Return, without any change, the lines of the records from the line containing "[locate] metal post (one point per instance)" through the final line of the records, both included.

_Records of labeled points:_
——

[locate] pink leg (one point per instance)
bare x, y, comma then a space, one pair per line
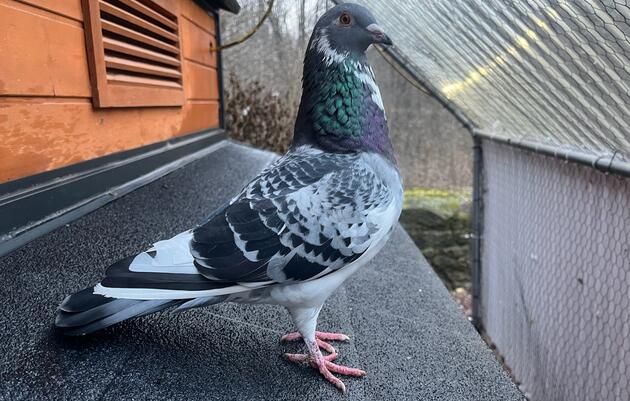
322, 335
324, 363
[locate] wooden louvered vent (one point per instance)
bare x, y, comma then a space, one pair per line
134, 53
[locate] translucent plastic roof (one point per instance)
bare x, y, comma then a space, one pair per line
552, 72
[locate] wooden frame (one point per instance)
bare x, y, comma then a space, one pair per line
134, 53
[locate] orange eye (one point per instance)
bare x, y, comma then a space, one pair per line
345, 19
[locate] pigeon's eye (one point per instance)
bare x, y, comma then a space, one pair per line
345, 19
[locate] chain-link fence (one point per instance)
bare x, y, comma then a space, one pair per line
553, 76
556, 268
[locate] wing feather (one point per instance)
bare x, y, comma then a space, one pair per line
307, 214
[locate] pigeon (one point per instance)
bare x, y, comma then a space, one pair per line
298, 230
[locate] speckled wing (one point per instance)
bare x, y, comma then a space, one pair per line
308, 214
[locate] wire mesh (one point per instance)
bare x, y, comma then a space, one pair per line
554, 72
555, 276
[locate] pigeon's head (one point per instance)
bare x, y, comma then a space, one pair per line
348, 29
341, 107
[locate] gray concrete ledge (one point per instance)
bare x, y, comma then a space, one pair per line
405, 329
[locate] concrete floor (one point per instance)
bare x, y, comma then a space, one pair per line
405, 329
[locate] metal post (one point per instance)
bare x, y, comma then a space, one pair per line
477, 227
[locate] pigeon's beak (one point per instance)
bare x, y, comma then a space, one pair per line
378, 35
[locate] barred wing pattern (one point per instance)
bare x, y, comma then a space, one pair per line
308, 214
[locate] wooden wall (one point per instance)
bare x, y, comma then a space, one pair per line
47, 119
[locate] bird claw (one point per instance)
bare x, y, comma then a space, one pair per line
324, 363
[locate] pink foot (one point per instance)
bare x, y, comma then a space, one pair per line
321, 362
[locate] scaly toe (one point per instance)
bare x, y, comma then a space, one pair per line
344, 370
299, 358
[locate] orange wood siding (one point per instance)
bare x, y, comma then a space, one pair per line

——

_THE ANSWER:_
[locate] metal post (one point per instance)
bare x, y, comma then a space, one pair per line
477, 227
[locate] pigeon's beak (one point per instance)
bare x, y, comma then a space, one pair per line
378, 35
[locate] barred wing pattern (one point per instance)
bare x, y, comma then a space, one pair per line
308, 214
[locate] wooden wall (one point per instance)
bare x, y, comma then a space, one pair per line
47, 119
[locate] bird claw (one point per instance)
bare x, y, comma then a space, one pair per line
324, 363
[locate] pink foot (one point per instance)
bare x, y, comma then a space, one pair per line
321, 362
[locate] scaly toe (one point per instance)
bare x, y, comma then a space, one pair per line
344, 370
299, 358
[locate] orange wood siding (one point per instance)
bare x, y, comma then a space, one pair per line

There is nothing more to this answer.